Records Block Start
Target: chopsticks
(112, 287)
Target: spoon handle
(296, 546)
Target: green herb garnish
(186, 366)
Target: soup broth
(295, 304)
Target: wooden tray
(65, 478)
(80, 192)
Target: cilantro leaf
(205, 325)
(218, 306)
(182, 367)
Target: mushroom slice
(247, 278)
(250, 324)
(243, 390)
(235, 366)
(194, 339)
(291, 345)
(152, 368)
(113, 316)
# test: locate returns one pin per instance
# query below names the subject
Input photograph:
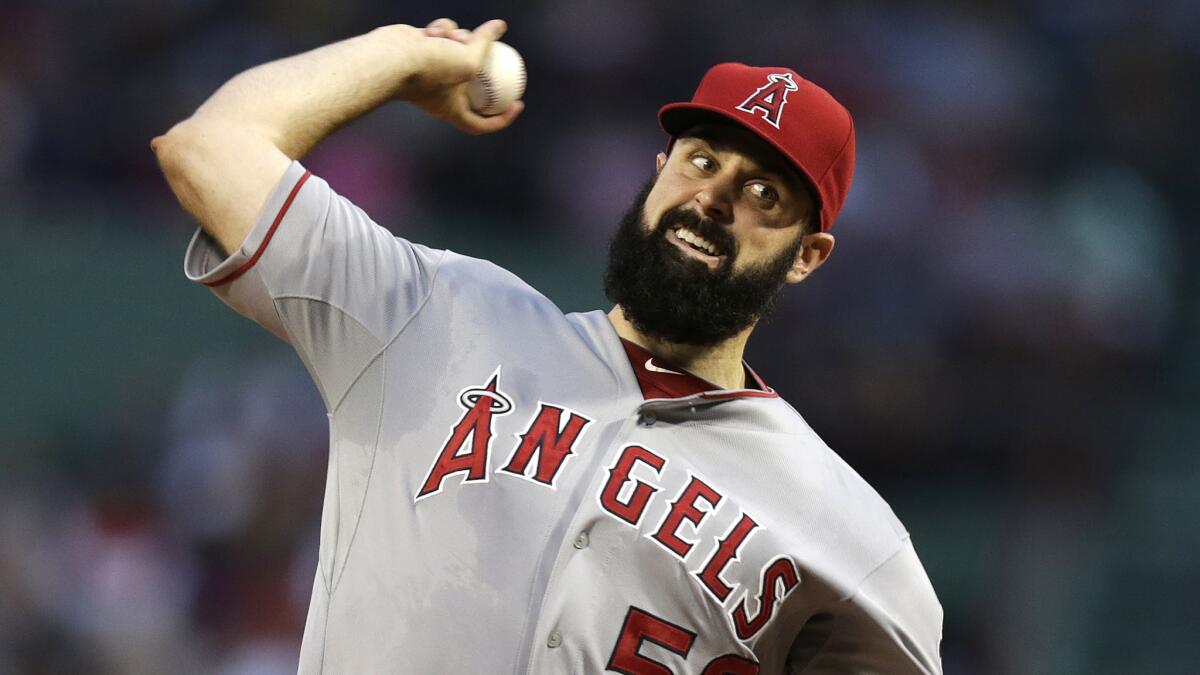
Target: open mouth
(695, 245)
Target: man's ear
(814, 252)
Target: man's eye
(763, 191)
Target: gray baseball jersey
(502, 499)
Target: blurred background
(1006, 342)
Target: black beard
(672, 297)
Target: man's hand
(447, 58)
(225, 160)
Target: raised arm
(223, 161)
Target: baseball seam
(490, 91)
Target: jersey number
(641, 627)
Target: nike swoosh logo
(649, 365)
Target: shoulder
(832, 508)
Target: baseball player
(517, 490)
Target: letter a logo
(480, 402)
(771, 97)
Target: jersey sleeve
(318, 273)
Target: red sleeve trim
(275, 225)
(738, 394)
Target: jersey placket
(555, 645)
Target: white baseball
(499, 83)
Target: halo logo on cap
(771, 97)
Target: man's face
(707, 245)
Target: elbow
(173, 149)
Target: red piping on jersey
(275, 225)
(738, 394)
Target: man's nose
(715, 201)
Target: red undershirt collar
(661, 380)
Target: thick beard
(671, 297)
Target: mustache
(706, 227)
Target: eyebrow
(768, 163)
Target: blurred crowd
(1006, 341)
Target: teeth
(696, 240)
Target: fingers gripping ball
(499, 82)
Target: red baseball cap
(798, 118)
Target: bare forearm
Records Block End
• What the exercise asks: Although the entries contain pictures, copy everything else in them exactly.

• Solution for this exercise:
Target: chopsticks
(112, 287)
Target: spoon handle
(296, 546)
Target: green herb garnish
(186, 366)
Target: soup broth
(295, 304)
Target: wooden tray
(65, 478)
(80, 192)
Target: cilantro leaf
(205, 325)
(218, 306)
(182, 367)
Target: mushroom slice
(247, 278)
(250, 324)
(243, 390)
(235, 366)
(194, 339)
(291, 345)
(152, 368)
(113, 316)
# test: locate returns one pin per instance
# query below names the subject
Input photograph:
Target: open mouth
(695, 245)
Target: man's ear
(814, 252)
Target: man's eye
(763, 191)
Target: gray baseball jersey
(502, 499)
Target: blurred background
(1006, 342)
Target: black beard
(672, 297)
Target: man's hand
(447, 58)
(225, 160)
Target: raised arm
(223, 161)
Target: baseball seam
(490, 91)
Target: jersey number
(641, 627)
Target: nike swoosh logo
(649, 365)
Target: shoulder
(832, 508)
Target: baseball player
(517, 490)
Target: letter a logo
(480, 402)
(771, 97)
Target: jersey sleeve
(318, 273)
Target: red sleeve trim
(275, 225)
(738, 394)
Target: jersey placket
(555, 645)
Target: white baseball
(499, 83)
Target: halo logo on cap
(771, 97)
Target: man's face
(707, 245)
Target: elbow
(173, 149)
Target: red piping on jersey
(275, 225)
(738, 394)
Target: man's nose
(715, 201)
Target: red undershirt collar
(661, 380)
Target: thick beard
(671, 297)
Target: mustache
(706, 227)
Target: eyebrow
(768, 163)
Target: blurred crowd
(1006, 341)
Target: teeth
(696, 240)
Target: fingers gripping ball
(499, 82)
Target: red baseball cap
(798, 118)
Target: bare forearm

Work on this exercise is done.